Required task:
Extract all records. Keep each one exact.
-- start of Records provided --
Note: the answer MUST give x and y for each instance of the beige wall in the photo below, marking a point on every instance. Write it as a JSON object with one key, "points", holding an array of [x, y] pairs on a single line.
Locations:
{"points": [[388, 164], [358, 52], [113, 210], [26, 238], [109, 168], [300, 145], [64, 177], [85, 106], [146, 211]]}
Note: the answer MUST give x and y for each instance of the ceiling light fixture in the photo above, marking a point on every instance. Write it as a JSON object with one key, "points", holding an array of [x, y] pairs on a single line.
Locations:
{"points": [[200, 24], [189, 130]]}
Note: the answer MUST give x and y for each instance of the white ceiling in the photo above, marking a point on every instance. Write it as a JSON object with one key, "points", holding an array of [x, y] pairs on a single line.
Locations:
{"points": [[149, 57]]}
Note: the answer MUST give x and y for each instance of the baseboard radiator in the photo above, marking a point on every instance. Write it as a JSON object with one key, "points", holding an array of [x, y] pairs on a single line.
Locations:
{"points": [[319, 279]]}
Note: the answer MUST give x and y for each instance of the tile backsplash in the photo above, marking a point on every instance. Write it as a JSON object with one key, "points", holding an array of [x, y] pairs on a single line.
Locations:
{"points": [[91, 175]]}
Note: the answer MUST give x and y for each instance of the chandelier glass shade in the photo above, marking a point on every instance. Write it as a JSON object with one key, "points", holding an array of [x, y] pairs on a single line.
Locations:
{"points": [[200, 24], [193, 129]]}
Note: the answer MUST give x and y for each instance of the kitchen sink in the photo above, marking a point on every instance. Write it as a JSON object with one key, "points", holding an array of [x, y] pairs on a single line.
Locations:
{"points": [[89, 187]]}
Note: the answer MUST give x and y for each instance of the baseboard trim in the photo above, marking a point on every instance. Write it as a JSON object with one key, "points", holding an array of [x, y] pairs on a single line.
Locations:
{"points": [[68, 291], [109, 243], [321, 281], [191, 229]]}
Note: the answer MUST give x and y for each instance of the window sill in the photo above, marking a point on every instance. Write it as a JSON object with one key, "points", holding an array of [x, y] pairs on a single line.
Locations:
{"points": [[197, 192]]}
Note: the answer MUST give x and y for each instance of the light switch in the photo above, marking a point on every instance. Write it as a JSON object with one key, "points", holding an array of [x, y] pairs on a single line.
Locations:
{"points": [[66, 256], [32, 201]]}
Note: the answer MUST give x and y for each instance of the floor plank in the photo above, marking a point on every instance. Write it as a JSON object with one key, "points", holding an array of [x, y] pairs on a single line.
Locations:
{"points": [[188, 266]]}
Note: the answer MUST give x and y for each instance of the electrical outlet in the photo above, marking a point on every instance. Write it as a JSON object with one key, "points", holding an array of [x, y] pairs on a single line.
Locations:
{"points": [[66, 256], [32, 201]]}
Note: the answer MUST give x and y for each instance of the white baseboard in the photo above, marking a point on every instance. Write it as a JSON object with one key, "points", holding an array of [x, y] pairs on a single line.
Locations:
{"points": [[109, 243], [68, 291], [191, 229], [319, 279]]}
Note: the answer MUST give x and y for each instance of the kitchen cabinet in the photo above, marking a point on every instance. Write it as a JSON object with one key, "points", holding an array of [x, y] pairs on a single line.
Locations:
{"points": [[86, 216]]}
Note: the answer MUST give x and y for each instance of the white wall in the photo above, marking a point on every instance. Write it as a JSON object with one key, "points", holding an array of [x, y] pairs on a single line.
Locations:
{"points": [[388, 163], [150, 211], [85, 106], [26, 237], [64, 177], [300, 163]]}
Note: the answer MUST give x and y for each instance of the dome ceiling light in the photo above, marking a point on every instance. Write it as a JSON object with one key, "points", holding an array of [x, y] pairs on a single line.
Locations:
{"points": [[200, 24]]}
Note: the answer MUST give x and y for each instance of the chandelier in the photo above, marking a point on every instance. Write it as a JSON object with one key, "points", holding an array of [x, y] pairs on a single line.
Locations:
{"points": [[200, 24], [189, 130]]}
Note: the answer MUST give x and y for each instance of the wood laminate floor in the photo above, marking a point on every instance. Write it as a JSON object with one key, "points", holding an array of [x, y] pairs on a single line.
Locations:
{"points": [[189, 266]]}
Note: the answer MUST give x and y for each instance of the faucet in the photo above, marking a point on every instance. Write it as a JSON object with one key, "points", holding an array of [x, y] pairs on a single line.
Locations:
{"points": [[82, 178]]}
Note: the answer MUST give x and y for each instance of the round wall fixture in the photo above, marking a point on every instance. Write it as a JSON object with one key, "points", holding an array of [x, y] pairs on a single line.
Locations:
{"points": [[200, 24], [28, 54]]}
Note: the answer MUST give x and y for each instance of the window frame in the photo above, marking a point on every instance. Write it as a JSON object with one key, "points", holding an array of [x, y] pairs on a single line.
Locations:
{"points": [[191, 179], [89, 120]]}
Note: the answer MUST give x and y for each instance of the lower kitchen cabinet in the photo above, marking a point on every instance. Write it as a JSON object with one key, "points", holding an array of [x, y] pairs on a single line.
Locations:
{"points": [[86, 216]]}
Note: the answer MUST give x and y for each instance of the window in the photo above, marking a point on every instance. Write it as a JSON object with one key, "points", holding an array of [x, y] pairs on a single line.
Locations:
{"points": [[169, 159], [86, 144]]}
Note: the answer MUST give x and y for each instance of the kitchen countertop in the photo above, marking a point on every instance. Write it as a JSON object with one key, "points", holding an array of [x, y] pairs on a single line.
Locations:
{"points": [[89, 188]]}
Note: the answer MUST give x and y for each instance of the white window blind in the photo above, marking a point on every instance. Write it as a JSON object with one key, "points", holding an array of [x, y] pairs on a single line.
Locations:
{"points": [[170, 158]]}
-- end of Records provided --
Task result:
Note: the answer MUST give x and y for each instance of the beige wall in the photo below, marking a point on every instance. Write it as a JSON object with one key, "points", holding an array of [x, y] pairs on a single line.
Locations:
{"points": [[388, 164], [358, 52], [113, 210], [26, 238], [109, 168], [300, 145], [64, 177], [85, 106], [146, 211]]}
Note: the answer MUST give x and y for each instance of the ceiling light fixture in the photo above, marking a point on every instance. Write it as a JSON object with one key, "points", holding an array of [x, y] pairs on a single line.
Locations:
{"points": [[200, 24], [189, 130]]}
Note: the answer MUST give x and y for each instance of the white ceiling in the photo above, marking a point on every instance. Write it as a JSON object with one key, "points", holding an array of [x, y] pairs on a single line.
Locations:
{"points": [[149, 57]]}
Note: the answer MUST give x and y for each instance of the baseboard radiator in the photo above, marking a point on every instance. Write it as a JSON object with one key, "points", holding an array of [x, y] pairs on a single line.
Locations:
{"points": [[319, 279]]}
Note: the answer MUST give x and y for each instance of the tile backsplash in the photo above, marking a point on every instance. Write it as a JSON object with one key, "points", holding an array of [x, y] pairs on a single line.
Locations:
{"points": [[91, 175]]}
Note: the answer MUST give x and y for each instance of the chandelier glass shade in the photo above, marking a point on every instance. Write it as a JSON object with one key, "points", holding an array of [x, y] pairs on a single line.
Locations:
{"points": [[200, 24], [193, 129]]}
Note: the answer MUST give x and y for each instance of the kitchen sink in the photo above, marking a point on every instance. Write it as a JSON object with one key, "points", holding an array of [x, y] pairs on a single line.
Locations:
{"points": [[89, 187]]}
Note: the answer MUST give x and y for each instance of the baseboard trim in the photo above, marking a point on every instance. Write it as a JSON object with one key, "points", holding an array of [x, y] pairs on a single line.
Locations:
{"points": [[68, 291], [109, 243], [321, 281], [191, 229]]}
Note: the answer MUST give x and y for each instance of the window sill in the photo above, marking a point on every instance. Write it as a JSON object with one key, "points", holding an array of [x, y] pairs on a single line.
Locations:
{"points": [[197, 192]]}
Note: the answer MUST give x and y for each instance of the light switch in the photo above, marking a point on every instance. Write it as a JSON object with one key, "points", holding an array of [x, y] pairs on a single line.
Locations:
{"points": [[66, 256], [32, 201]]}
Note: the answer MUST give x and y for each instance of the floor plank in the photo above, marking a point on every instance. Write it as a JSON object with one key, "points", holding an array of [x, y] pairs on a single line.
Locations:
{"points": [[188, 266]]}
Note: the answer MUST give x and y for each instance of the electrical outlet in the photo above, marking a point on every instance. Write it as a JSON object with one key, "points", holding an array of [x, y] pairs on a single line.
Locations:
{"points": [[66, 256], [32, 201]]}
Note: the answer MUST give x and y for each instance of the white baseboard in the photo above, marking a point on every instance. Write it as a JSON object with one key, "points", holding an array of [x, y] pairs on a single line.
Locations:
{"points": [[109, 243], [68, 291], [191, 229], [319, 279]]}
Note: the answer MUST give x and y for each instance of the kitchen cabinet in the photo above, marking a point on every instance. Write it as a JSON object with one key, "points", holding an array of [x, y] pairs on a single line.
Locations:
{"points": [[86, 216]]}
Note: the answer MUST give x and y for each instance of the white wall in the photo above, marking a point on every instance. Write it as a JSON object with one key, "points", holding an array of [x, y] pairs on a single line.
Locations:
{"points": [[388, 163], [150, 211], [85, 106], [26, 237], [64, 177], [300, 163]]}
Note: the answer MUST give x and y for each instance of the dome ceiling light in the photo above, marking a point on every instance. Write it as a JSON object with one key, "points", holding an array of [x, y] pairs on a single line.
Locations:
{"points": [[200, 24]]}
Note: the answer MUST give x and y for each instance of the chandelier in the photo above, marking a point on every instance. Write it as a JSON object with one key, "points", holding an array of [x, y] pairs on a single line.
Locations:
{"points": [[200, 24], [189, 130]]}
Note: the answer MUST give x and y for each instance of the wood laminate floor in the photo above, marking a point on every instance. Write it as a JSON object with one key, "points", holding an array of [x, y] pairs on a single line.
Locations:
{"points": [[189, 266]]}
Note: the answer MUST give x and y for each instance of the faucet in the photo above, marking a point on every instance. Write it as a JSON object with one key, "points", holding an array of [x, y] pairs on a single line.
Locations:
{"points": [[82, 178]]}
Note: the answer MUST give x and y for each instance of the round wall fixture in the photo above, marking a point on every instance. Write it as a JSON object with one key, "points", holding an array of [x, y] pairs on a single line.
Locations:
{"points": [[200, 24], [28, 54]]}
Note: the answer MUST give x and y for each instance of the window frame in the photo above, marking a point on every instance. Write it as a JSON object with one key, "points", holding an array of [x, y] pairs on a single line.
Locations:
{"points": [[191, 179], [89, 120]]}
Note: the answer MUST give x and y for each instance of the lower kitchen cabinet in the photo above, marking a point on every instance. Write it as a JSON object with one key, "points", holding an array of [x, y] pairs on a single line.
Locations:
{"points": [[86, 216]]}
Note: the answer MUST give x and y for each instance of the window in the photo above, marking a point on every instance. Write it as a JSON object with one key, "points", holding an array of [x, y] pairs on a single line.
Locations:
{"points": [[169, 159], [86, 144]]}
Note: the answer MUST give x and y for each instance of the kitchen countertop in the photo above, marking a point on every instance. Write it as a JSON object with one key, "points", holding an array of [x, y] pairs on a single line.
Locations:
{"points": [[89, 188]]}
Note: the answer MUST give x and y for each instance of the white window blind in the photo above, marking a point on every instance. Write it as a JSON object with one key, "points", holding an array of [x, y] pairs on a single line.
Locations:
{"points": [[170, 158]]}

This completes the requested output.